** Opening Task inputs block **

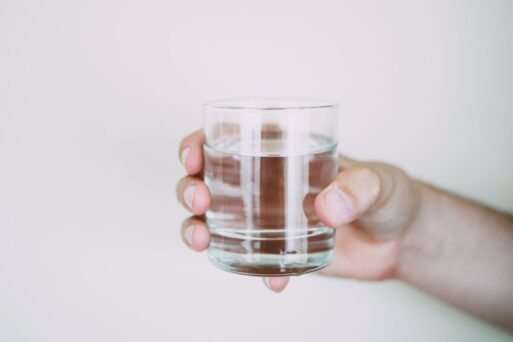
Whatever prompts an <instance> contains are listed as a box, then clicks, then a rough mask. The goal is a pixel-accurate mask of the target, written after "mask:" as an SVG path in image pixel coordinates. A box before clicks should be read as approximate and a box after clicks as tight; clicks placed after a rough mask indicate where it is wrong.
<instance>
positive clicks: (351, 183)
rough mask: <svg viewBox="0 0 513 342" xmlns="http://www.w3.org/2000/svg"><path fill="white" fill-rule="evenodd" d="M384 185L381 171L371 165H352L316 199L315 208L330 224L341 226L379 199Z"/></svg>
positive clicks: (360, 215) (360, 213)
mask: <svg viewBox="0 0 513 342" xmlns="http://www.w3.org/2000/svg"><path fill="white" fill-rule="evenodd" d="M381 188H382V180H381V178H380V177H379V175H378V174H377V173H376V172H374V171H373V170H371V169H370V168H367V167H359V166H358V167H352V168H350V169H348V170H346V171H343V172H341V173H339V174H338V176H337V178H336V179H335V181H334V182H333V183H331V184H330V185H329V186H328V187H327V188H326V189H324V190H323V191H322V192H321V193H320V194H319V195H317V198H316V199H315V204H314V206H315V211H316V212H317V215H318V216H319V218H320V219H321V221H322V222H323V223H324V224H326V225H327V226H329V227H335V228H339V227H341V226H342V225H344V224H346V223H348V222H351V221H354V220H356V219H357V218H359V217H360V216H362V215H363V214H364V213H365V212H367V210H369V208H371V207H372V205H373V204H374V203H376V201H377V200H378V197H379V194H380V191H381Z"/></svg>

** Closing Task inputs block **

Directions for this task: Take the lines from the first line of the entries through the line with "positive clicks: (351, 183)", inclusive, and give them again exactly, minus any pictures.

Response to the task:
Whatever prompts an <instance> contains are listed as a box, then clicks, then a rough mask. The goal is a pixel-accurate mask of the target, written after "mask:" as an SVG path in image pixel coordinates. A box before clicks should be read as approximate and a box after clicks as tight; clicks placed after a rough mask indicate where it is wrong.
<instance>
positive clicks: (351, 183)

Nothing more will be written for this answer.